#### Text extract:
━━━

Designing Data Intensive Applications: Write Operation Race Conditions
In the previous article we explored two forms of weak isolation; read committed, and snapshot isolation. We went through multiple examples to show the problems an application can face when reading data that may or may not reflect the true state of the system.
We’re going to extend on this topic before moving onto stronger forms of isolation. In the last article we only focussed on possible race conditions that occur when clients go to read data. In this article we’ll be focussing on some of the messy problems involved when clients write data.
Lost update problem
This is likely the best known race condition; two clients read some data at the same time, modify it, and then write it back to the database. One of the modifications will be lost because when both clients go to execute their update, they won’t have the modification performed by the other client.
For example, take a continuously incrementing counter value that is currently set to 5.
Both Client A and Client B read the value from the database, increment it by 1, and write it back at the same time. The true value of this counter should be 7, because two independent clients have decided to increment it by 1 albeit at the very same time. Because they both read the counter when it was at 5, they are both not aware of each others intention to increment the counter by 1. Hence, one update gets clobbered by the other one. History is virtually erased. Something that actually happened — two clients updated a value by 1 that was previously 5 — is not reflected in our system. Instead, because one write clobbers the other, the system believes the value is set to 6 when it should be 7.
Many databases provide atomic updates, which require no read-modify-write cycle like we saw above. A SQL statement to execute an atomic update would be like
Update counters SET value = value + 1 WHERE key = ‘foo’
Atomic operations such as these are usually implemented by locking the objects that the database is attempting to modify, so that no other requests can read or interfere with the process as its occurring.
Explicit Locking
You can be more explicit with your locking when conducting a read-modify-write operation within a transaction by using the FOR UPDATE clause. This indicates to the database engine that any rows returned by the query should be locked until the transaction is complete. Kleppmann provides an example of a multiplayer game in which several players can move the same figure at the same time. An atomic operation might not be enough in this case, as we’d need additional code that checks the validity of the move which cannot be sensibly performed in a SQL query. So here we would lock the rows returned from the SELECT, check if the move is valid and then execute the UPDATE subsequently.

━━━

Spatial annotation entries

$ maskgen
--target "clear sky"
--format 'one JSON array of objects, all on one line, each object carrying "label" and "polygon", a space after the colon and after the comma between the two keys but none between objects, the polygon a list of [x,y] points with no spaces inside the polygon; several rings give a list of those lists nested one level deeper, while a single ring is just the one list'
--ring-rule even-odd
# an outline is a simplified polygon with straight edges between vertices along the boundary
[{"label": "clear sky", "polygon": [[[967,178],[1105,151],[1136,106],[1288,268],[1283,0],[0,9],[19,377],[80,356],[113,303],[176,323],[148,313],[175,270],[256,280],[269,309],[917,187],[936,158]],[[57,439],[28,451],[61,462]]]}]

━━━

#### Requirement A:
In the article on write race conditions, which clause tells the database to lock the rows a query returns until the transaction is complete?
#### Requirement B:
Go on with the article on write race conditions, starting right after its final sentence.
These entries have no connection to the article on write race conditions.

#### Final answer A:
The FOR UPDATE clause.

#### Final answer B:
BEGIN TRANSACTION;SELECT * FROM figures
WHERE name = 'robot' AND game_id = 222
FOR UPDATE;-- Check whether move is valid, then update the position of the piece that was returned by the previous SELECT UPDATE figures SET position = 'c4' WHERE id = 1234;COMMIT;
Write Skew and Phantoms 👻
Read skew was discussed in the previous article as a type of race condition that could lead a user to view data that didn’t reflect reality (e.g. during a bank transfer between two accounts, and viewing both accounts before the transfer was complete).
Now we’ll move onto write skew, a situation that can occur when two transactions update separate objects and modify them in ways that could not happen under serial execution.
The application above requires at least one doctor to be on call during a shift. Both Alice and Bob are feeling unwell, so they both request time off at the same time. Unfortunately, due to write skew, the system allows it when it wouldn’t be possible in a non-concurrent set of requests.
It’s less obvious that this is a race condition but it still is. If we characterise a race condition as “an undesirable situation that occurs when a device or system attempts to perform two or more operations at the same time, but because of the nature of the device or system, the operations must be done in the proper sequence to be done correctly” . If both of these requests were done in sequence rather than concurrently this behaviour would not be allowed, hence the race condition. This is quite similar to a dirty write or the lost update problem we saw before, except in this case the transactions are both performing actions on separate objects instead of the same one.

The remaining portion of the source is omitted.